- _Exercise details_:
Copy all the records below, requests included, but scale every x and y point coordinate in the answers by 2.55, rounding to whole numbers with halves going up. Leave the pictures out.

- _Records supplied_:
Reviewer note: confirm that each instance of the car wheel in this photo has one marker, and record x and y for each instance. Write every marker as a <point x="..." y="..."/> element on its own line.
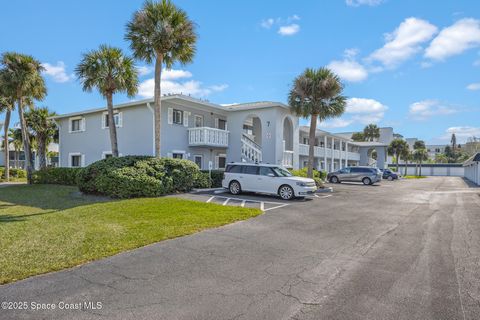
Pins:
<point x="286" y="192"/>
<point x="235" y="187"/>
<point x="334" y="179"/>
<point x="366" y="181"/>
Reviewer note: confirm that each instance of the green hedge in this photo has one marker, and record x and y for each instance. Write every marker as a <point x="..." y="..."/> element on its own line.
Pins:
<point x="14" y="173"/>
<point x="65" y="176"/>
<point x="318" y="176"/>
<point x="138" y="176"/>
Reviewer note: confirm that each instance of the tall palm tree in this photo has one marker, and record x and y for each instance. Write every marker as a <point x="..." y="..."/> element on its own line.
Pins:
<point x="110" y="71"/>
<point x="396" y="148"/>
<point x="43" y="129"/>
<point x="162" y="33"/>
<point x="15" y="136"/>
<point x="316" y="93"/>
<point x="7" y="104"/>
<point x="420" y="155"/>
<point x="371" y="132"/>
<point x="24" y="80"/>
<point x="406" y="156"/>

- _Written solution_:
Reviewer note: confirm that each instance of the car wheel in this photo has one marker, and record x and y for each instance. Write every marker as a <point x="..." y="..."/> element on its own line.
Pins:
<point x="729" y="490"/>
<point x="599" y="477"/>
<point x="852" y="456"/>
<point x="933" y="462"/>
Reviewer note: confirm that each instance of the green hedge in this photo has one marker, and record x and y for each instance. Write every marker as a <point x="..." y="..."/> element on its own line.
Pins:
<point x="36" y="441"/>
<point x="166" y="449"/>
<point x="811" y="449"/>
<point x="352" y="449"/>
Reviewer note: confirm that each instance of the tall palm tree in this photo has one marker, and record x and y for each instance. Write every marker as a <point x="..." y="..."/> element on its own line.
Pins:
<point x="281" y="181"/>
<point x="1010" y="377"/>
<point x="110" y="329"/>
<point x="413" y="84"/>
<point x="38" y="347"/>
<point x="806" y="237"/>
<point x="18" y="265"/>
<point x="1071" y="395"/>
<point x="946" y="337"/>
<point x="61" y="204"/>
<point x="1035" y="398"/>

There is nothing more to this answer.